─── Task input
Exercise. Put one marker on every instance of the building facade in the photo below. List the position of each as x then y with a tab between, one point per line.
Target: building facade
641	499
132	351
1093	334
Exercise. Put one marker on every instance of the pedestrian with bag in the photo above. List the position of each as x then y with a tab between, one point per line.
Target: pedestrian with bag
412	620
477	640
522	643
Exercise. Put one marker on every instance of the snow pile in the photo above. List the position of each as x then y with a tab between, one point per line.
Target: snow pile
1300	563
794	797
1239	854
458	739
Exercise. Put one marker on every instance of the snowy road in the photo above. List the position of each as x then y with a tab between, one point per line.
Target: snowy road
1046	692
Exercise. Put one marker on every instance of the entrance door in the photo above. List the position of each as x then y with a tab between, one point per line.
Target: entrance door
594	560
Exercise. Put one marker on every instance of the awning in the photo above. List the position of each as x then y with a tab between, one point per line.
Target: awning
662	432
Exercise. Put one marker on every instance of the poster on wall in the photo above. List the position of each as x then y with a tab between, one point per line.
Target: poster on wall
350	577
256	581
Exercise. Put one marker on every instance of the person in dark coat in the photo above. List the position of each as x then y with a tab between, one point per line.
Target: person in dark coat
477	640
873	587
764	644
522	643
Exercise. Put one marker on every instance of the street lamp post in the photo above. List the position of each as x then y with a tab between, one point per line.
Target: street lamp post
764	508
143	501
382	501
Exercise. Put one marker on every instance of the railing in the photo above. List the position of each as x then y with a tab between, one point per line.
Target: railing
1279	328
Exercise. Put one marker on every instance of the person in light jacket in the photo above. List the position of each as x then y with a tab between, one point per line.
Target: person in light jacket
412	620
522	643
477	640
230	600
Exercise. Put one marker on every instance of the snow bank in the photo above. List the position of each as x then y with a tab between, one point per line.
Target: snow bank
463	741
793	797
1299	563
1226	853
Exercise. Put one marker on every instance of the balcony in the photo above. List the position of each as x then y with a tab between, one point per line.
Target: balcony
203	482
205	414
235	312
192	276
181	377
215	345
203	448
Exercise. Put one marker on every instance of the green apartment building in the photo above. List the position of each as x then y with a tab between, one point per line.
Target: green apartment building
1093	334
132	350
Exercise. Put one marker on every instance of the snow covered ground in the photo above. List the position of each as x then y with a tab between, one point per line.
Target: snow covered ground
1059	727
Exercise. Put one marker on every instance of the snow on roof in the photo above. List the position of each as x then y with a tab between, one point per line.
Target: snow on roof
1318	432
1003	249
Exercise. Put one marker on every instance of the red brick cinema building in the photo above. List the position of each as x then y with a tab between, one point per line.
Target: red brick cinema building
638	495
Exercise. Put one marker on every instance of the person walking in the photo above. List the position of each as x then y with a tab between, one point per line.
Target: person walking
──────
What you will do => Retype the rows without any change, starting at the line that contains "Exercise. Put one marker on every instance of the snow bank" and stopping after the final row.

Output for this task =>
Exercise. Put one marker on every instance of the snow bank in the photo above. List the position of each as x then y with a tab between, one point per line.
Target: snow bank
463	741
793	797
1299	563
1226	853
Exercise. Put one marker on every instance of the balcony in the photo above. List the position of each as x then y with a tab between, one point per line.
Target: balcony
203	482
205	414
235	312
192	276
181	377
215	345
203	448
Exercise. Put one marker on every instance of the green apartment building in the photo above. List the position of each as x then y with a tab between, one point per line.
Target: green apartment building
1093	334
132	350
Exercise. Put one marker on every instance of the snow covered ground in the photo above. List the position of each as x then y with a tab between, one point per line.
Target: snow covered ground
1059	727
Exercise. Put one marker on every instance of the snow on roof in the photo above. List the position of each as x then y with a tab between, one point per line.
Target: snow on roof
1318	432
1003	249
Exercise. Put one marker on every instance of the red brick cinema building in the photo above. List the position of each as x then y with a tab between, one point per line.
Target: red brick cinema building
638	495
Exercise. Put one marker on every instance of the person walking in the photo above. List the position of each as x then y with a tab between, one point per line.
Target: person walking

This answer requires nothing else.